## Excerpted passage

Fuck Click though. I’m in a good mood today, a dapper mood and feel the urge to give out treats. But unlike that old guy down the street who lures you into his home with treats only to sexually harrass your every orifice…I’m not old. And since I’m in a list mood, I’m going to stomp my top ten favorite movies of all time into your skull using my steel-toe boots of greatness. Feel free and unrestricted by copyright laws to get this list branded or tattooed on your chest so you don’t forget which ones you have to see. I’ll warn you now, most of these movies are comedies in one way or another, so if you are a more dramatic type of person, go shit in a garbage can.

* 10. Die Hard

Die Hard is a witty flick starring Bruce Willis as John McClane, an N.Y.C. detective who comes across a terrorist plot in L.A. while trying to win his wife back. She left him because he’s far too manly for her and he proceeds to exhibit said manliness by systematically taking down this entire German terrorist group single-fucking-handedly. Along the way, he crafts hilarious jokes at the expense of Hans Gruber, the terrorist leader. After numerous gun fights and explosions, McClane goes to rescue his kidnapped wife. He confronts Gruber and this other terrorist and pretends to surrender. Then he pulls out a pistol (which was taped to his back) and shoots the terrorist in the head and Gruber out a window. Gruber almost takes McClane’s wife, but he loses his grip on her watch (because McClane unfastened it, bad ass that he is) and falls 32 stories to his death. Fucking awesome. Plus, seeing Carl from Family Matters playing a role in the movie had me rolling on the ground because Family Matters was fucking hilarious.

Best line(s): “Asshole? I’m not the one who just got butt-fucked on national TV, Dwayne!” -John McClane (Bruce Willis)
“I shot a kid.” -Al Powell (Reginald ValJohnson) (Yes, I took it out of context. Go get fucked.)

* 9. Robocop & The Terminator

These two seem right together. I’m talking the first Robocop and the entire Terminator series. Each movie has some of the worst dialogue ever, which adds a comedic spin on each action flick. But no one watches these movies for the dialogue unless you have yeast in your dry vagina. Robocop and the Terminator are both filled with guns, explosions, robots and guns making robots explode. Sweet deal.

Best line: None, unless you consider gunfire a line.

## Tasks
• a. Translate this sentence from the favorite-movies post into Spanish: "Die Hard is a witty flick starring Bruce Willis as John McClane, an N.Y.C. detective who comes across a terrorist plot in L.A. while trying to win his wife back."
• b. Carry on the favorite-movies post from its final line, keeping its voice and list format.

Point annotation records
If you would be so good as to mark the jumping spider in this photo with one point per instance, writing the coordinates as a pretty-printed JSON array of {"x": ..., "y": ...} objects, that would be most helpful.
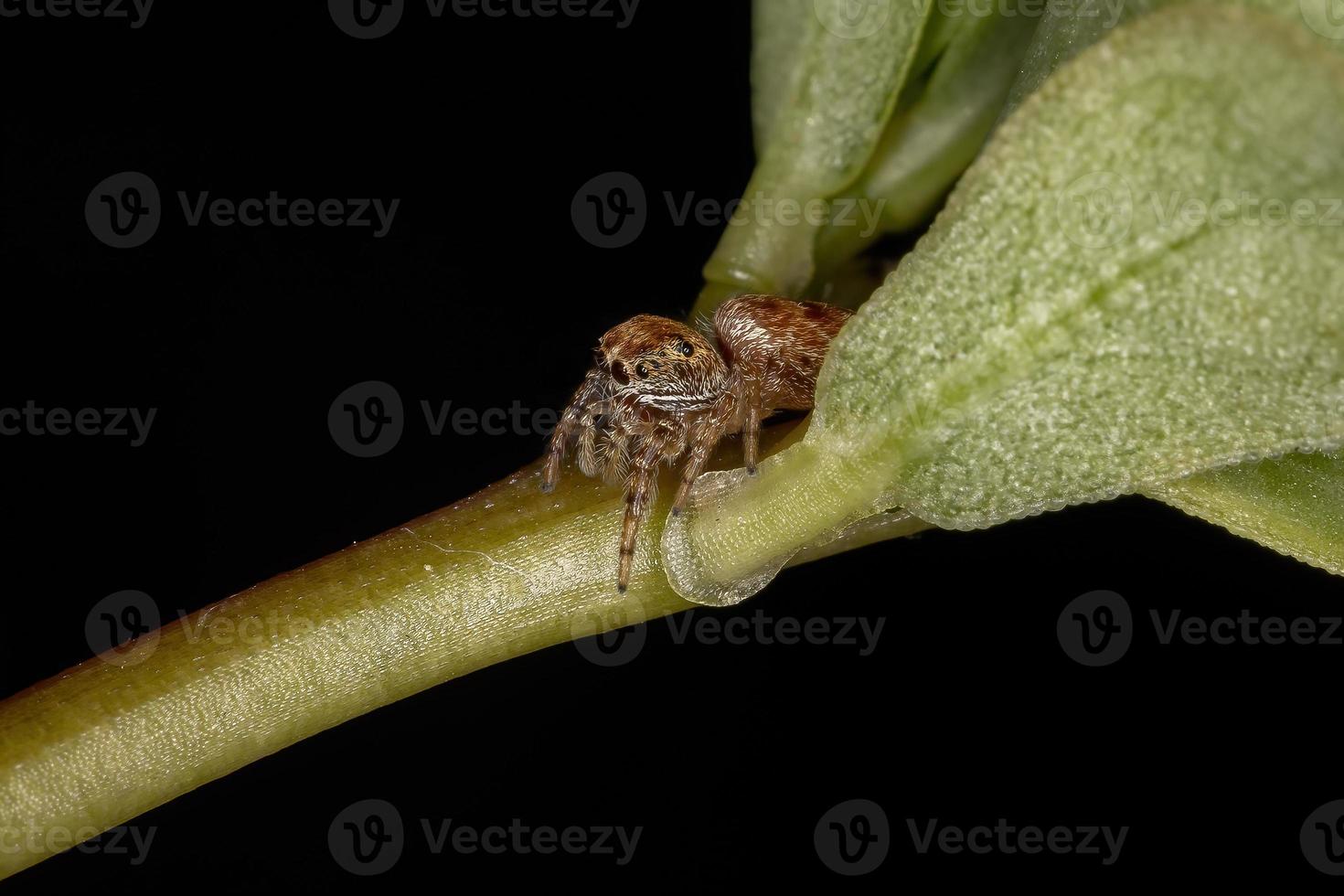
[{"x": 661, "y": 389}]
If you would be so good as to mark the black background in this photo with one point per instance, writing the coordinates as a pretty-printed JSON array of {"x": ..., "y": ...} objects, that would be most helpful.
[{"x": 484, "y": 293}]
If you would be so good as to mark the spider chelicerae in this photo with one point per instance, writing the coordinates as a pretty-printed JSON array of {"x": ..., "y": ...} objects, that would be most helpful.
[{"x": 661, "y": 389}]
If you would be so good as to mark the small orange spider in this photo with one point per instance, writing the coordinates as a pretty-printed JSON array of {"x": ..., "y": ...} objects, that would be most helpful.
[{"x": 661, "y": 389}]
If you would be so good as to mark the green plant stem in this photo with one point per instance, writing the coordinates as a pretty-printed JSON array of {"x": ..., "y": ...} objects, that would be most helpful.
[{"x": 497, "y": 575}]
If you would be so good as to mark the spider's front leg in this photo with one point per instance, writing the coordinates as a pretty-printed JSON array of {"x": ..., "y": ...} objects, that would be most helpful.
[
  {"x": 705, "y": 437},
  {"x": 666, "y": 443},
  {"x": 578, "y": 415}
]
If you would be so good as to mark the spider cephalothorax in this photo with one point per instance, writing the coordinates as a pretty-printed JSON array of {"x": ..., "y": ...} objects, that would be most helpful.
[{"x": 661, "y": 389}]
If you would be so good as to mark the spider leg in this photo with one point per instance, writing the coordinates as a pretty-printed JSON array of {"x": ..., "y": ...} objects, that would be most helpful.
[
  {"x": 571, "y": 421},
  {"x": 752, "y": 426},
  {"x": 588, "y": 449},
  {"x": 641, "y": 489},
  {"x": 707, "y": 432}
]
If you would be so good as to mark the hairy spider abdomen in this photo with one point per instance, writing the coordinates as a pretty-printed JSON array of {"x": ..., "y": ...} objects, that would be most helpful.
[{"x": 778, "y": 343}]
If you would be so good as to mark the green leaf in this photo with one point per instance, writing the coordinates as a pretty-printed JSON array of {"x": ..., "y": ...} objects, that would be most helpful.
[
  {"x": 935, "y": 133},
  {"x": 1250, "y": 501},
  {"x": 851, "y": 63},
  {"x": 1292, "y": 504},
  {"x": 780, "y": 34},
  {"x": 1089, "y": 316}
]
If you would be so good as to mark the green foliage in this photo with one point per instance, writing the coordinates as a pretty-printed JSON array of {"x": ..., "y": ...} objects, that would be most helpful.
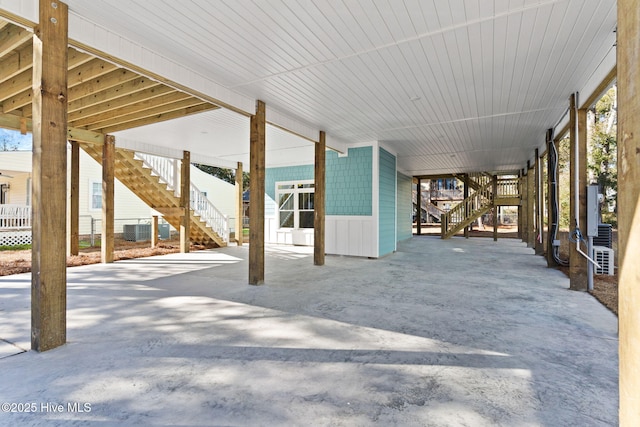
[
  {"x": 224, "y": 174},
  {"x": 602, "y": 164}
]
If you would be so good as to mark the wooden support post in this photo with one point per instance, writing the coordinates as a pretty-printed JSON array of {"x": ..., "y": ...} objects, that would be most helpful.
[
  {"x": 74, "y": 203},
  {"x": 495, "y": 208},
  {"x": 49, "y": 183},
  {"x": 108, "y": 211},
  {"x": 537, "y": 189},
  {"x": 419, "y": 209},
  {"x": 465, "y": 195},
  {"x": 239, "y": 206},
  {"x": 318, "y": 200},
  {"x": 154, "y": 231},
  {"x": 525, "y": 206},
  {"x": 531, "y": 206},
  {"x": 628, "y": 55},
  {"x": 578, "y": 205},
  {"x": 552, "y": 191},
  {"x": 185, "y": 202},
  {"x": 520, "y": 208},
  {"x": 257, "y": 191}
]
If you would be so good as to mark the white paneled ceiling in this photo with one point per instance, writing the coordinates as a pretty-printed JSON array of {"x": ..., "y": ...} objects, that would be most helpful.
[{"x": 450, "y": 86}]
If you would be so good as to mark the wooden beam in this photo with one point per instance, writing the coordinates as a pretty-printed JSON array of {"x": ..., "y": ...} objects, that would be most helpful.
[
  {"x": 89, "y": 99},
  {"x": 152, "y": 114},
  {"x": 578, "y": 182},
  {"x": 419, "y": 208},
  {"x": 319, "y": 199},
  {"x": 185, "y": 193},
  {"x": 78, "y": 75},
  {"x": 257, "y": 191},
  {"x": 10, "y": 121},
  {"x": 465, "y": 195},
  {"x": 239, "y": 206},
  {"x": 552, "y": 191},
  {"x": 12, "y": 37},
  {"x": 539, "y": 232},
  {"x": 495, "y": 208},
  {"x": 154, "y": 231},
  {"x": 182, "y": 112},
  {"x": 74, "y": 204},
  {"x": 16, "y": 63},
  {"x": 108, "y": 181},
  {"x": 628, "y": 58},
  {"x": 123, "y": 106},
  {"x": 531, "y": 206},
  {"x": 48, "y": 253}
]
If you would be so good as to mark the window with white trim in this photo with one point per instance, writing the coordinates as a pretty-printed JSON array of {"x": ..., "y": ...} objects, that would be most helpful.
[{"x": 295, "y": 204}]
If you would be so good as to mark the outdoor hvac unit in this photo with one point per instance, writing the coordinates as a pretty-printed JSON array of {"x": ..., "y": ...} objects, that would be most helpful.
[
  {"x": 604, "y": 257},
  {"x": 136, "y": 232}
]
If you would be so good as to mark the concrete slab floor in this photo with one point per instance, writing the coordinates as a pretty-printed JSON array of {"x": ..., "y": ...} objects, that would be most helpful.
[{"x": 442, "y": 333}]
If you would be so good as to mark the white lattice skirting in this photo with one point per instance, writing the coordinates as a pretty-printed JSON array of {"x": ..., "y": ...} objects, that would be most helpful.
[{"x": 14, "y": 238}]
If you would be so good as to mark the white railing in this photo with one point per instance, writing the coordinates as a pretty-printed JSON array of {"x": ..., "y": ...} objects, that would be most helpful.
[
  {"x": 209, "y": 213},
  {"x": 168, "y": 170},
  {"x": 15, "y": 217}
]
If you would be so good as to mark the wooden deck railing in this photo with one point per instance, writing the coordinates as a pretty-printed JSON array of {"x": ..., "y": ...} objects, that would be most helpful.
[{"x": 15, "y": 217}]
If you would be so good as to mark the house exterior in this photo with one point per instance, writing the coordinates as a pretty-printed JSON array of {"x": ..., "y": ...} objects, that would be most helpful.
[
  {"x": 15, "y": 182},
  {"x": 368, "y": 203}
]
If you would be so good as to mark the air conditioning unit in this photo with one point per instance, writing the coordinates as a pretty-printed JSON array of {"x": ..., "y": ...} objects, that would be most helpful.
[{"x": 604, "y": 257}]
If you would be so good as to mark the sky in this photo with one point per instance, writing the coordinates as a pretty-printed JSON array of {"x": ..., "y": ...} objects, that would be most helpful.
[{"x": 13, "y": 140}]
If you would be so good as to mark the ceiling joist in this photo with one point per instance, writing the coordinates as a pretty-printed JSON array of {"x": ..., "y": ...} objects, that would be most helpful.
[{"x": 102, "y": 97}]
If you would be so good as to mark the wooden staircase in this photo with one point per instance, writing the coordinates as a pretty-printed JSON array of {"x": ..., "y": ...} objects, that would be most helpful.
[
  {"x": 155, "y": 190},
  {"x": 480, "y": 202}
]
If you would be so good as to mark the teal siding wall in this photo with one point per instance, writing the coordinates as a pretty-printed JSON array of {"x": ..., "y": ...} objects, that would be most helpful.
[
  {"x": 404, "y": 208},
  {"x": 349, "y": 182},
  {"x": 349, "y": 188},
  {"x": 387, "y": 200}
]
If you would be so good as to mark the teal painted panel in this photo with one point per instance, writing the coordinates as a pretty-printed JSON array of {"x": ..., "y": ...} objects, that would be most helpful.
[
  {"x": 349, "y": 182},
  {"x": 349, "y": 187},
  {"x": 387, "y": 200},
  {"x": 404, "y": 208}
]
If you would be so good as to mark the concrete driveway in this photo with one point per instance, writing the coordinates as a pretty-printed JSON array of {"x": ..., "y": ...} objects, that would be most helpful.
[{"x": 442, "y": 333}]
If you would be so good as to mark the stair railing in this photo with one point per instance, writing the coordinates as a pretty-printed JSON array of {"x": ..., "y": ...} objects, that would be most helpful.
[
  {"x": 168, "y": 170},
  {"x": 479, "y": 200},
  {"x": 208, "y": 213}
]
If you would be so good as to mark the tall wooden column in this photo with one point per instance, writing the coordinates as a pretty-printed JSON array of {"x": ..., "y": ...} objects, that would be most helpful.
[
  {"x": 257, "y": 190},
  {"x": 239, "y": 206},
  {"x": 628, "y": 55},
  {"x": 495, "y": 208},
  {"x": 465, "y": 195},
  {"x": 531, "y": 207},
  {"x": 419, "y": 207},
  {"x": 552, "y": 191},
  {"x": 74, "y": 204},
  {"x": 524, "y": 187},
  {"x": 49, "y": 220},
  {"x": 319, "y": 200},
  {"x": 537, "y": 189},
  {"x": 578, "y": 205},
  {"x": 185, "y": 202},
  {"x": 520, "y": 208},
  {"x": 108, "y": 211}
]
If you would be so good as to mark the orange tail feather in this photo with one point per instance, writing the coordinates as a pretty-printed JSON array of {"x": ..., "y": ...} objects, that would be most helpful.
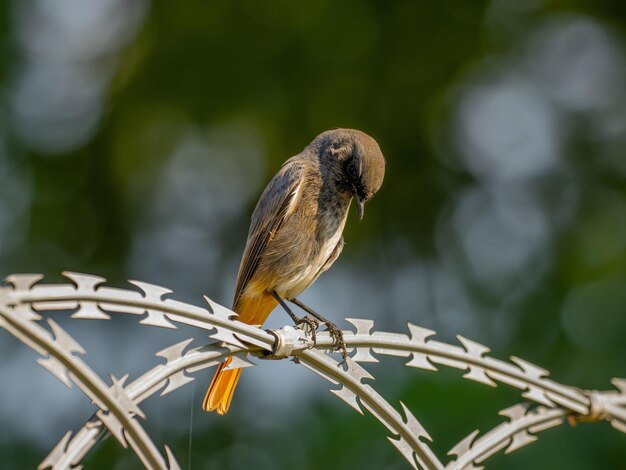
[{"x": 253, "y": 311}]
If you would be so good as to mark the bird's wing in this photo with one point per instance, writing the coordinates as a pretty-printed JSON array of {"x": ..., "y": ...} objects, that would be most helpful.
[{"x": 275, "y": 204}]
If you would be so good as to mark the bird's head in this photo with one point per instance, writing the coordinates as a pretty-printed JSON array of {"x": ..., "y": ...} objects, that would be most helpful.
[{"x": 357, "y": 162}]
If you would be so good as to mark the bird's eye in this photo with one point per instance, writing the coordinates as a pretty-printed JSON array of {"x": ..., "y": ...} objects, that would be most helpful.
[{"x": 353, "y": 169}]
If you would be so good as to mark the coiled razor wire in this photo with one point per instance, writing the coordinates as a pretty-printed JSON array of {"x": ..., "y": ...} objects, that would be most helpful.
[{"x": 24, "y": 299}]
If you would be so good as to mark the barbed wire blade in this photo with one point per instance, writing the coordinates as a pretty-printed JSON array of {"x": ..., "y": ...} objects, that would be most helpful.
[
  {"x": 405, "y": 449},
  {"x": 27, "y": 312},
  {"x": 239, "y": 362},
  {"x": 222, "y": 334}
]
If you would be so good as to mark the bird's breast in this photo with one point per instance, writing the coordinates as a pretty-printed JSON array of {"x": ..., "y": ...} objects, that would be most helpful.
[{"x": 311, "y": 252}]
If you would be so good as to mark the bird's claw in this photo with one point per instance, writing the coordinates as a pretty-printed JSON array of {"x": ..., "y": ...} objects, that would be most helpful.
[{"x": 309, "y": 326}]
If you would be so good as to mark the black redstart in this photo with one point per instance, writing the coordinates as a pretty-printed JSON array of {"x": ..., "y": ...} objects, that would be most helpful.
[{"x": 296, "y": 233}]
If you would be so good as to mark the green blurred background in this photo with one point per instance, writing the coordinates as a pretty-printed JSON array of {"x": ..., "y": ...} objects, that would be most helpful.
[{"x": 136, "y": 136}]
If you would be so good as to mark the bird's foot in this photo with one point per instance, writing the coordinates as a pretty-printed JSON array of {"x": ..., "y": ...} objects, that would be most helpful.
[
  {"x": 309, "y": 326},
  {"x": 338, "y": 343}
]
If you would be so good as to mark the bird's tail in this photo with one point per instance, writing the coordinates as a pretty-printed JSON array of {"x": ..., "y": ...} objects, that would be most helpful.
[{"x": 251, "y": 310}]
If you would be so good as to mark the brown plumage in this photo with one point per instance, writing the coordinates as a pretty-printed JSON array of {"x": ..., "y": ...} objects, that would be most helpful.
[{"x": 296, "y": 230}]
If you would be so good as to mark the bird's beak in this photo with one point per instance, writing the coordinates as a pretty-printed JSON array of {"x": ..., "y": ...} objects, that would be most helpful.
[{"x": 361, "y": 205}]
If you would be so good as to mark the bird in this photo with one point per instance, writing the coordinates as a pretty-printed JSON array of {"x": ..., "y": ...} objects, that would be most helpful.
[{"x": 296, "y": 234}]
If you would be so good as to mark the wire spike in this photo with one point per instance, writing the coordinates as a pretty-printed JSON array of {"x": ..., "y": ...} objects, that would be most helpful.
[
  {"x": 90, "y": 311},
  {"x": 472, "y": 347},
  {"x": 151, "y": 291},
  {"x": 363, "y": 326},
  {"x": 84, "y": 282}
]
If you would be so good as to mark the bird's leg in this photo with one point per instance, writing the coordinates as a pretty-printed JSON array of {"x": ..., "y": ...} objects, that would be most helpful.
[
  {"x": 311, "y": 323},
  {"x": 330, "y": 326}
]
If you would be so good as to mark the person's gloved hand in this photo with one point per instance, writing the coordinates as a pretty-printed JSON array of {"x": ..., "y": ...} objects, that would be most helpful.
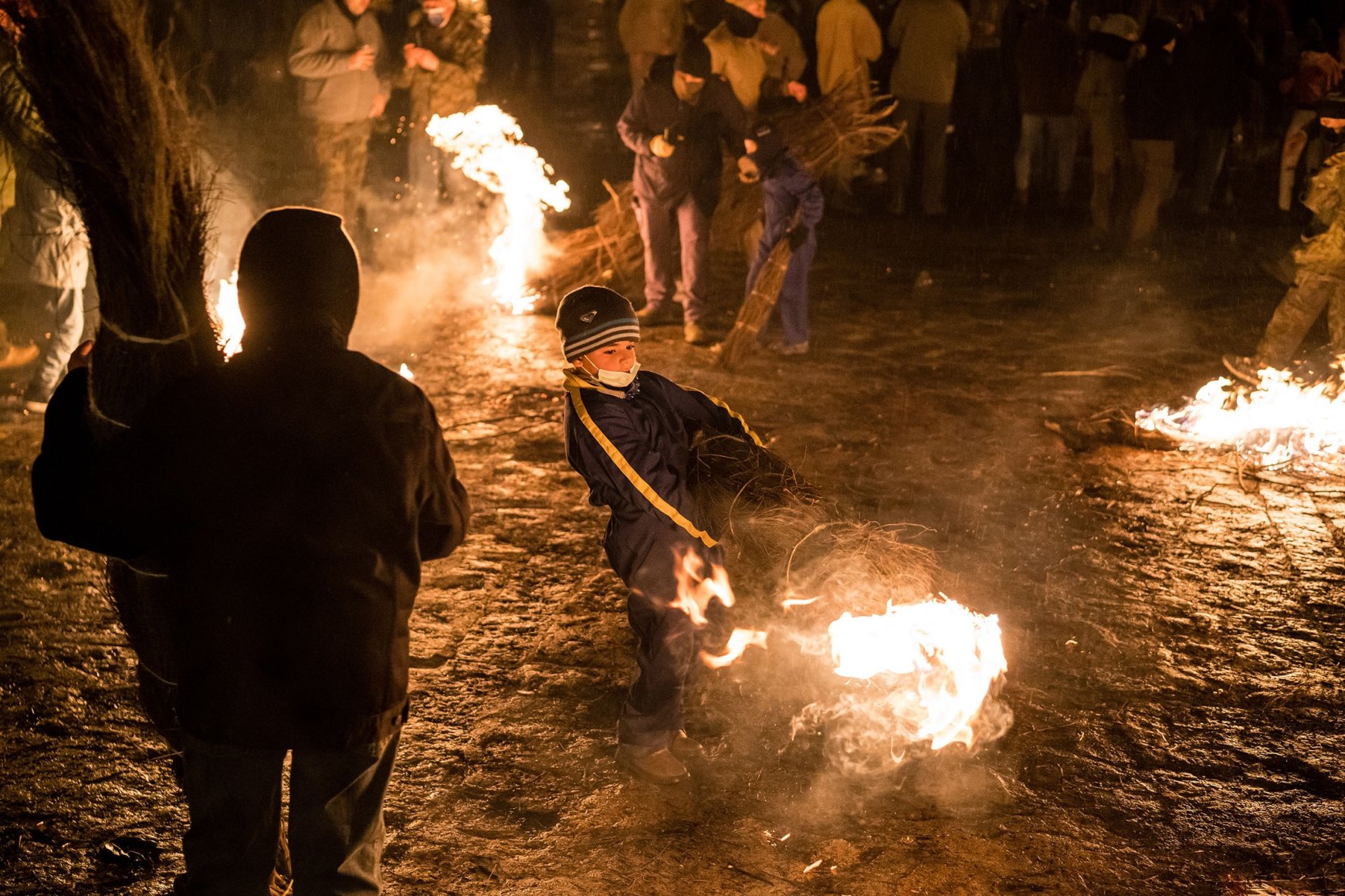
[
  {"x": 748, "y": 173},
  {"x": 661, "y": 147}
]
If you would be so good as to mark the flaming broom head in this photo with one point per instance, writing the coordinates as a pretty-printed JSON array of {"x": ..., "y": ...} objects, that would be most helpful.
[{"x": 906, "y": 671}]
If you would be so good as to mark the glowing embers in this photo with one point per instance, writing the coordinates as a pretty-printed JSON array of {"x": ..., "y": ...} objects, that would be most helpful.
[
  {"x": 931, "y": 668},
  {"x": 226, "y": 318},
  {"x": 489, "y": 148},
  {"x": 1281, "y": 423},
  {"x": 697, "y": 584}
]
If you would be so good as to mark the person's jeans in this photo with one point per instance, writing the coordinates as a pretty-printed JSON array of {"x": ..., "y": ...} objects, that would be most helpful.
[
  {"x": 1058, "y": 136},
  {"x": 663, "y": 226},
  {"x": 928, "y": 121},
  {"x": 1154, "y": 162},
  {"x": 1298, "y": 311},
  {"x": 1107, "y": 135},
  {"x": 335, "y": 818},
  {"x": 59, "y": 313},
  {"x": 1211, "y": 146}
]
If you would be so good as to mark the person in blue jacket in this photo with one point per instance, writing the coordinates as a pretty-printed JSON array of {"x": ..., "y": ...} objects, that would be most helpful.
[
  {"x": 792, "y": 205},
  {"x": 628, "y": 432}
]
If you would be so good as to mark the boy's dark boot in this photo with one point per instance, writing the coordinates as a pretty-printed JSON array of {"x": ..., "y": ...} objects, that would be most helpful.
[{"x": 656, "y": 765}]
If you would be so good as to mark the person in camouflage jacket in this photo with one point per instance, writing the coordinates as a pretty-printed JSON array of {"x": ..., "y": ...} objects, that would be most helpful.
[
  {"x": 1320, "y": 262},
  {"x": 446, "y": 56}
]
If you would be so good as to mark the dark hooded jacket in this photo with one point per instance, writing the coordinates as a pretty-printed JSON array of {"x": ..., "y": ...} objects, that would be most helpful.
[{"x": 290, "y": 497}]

## Solved problems
• a. Die Hard es una película ingeniosa protagonizada por Bruce Willis en el papel de John McClane, un detective de Nueva York que se topa con un complot terrorista en Los Ángeles mientras intenta recuperar a su esposa.

• b.
* 8. Caddyshack

Chase, Murray and Dangerfield; it’s hard to top that. Caddyshack has a perfect mix of subtle humor, outlandish wit and enough Rodney Dangerfield one-liners to make a girl squirt at her fiancé’s funeral. Chevy Chase masters deadpan delivery in this film, plain and simple. Bill Murray does what he does best: improv the fuck out of the movie and turn it into comedic gold on the spot. “I smell varmint poontang, and the only good varmint poontang is dead varmint poontang, I think.” Classic. But at the end of the day, Rodney Dangerfield is what brings the film together. You can’t beat his one-liners, not even with Rigolega’s thunder cock. Bow down.

Best line: “Oh, this is the ugliest hat I’ve ever seen…I bet you buy a hat like this you get a free bowl of soup. Oh it looks good on you, though.” -Al Czervik (Rodney Dangerfield)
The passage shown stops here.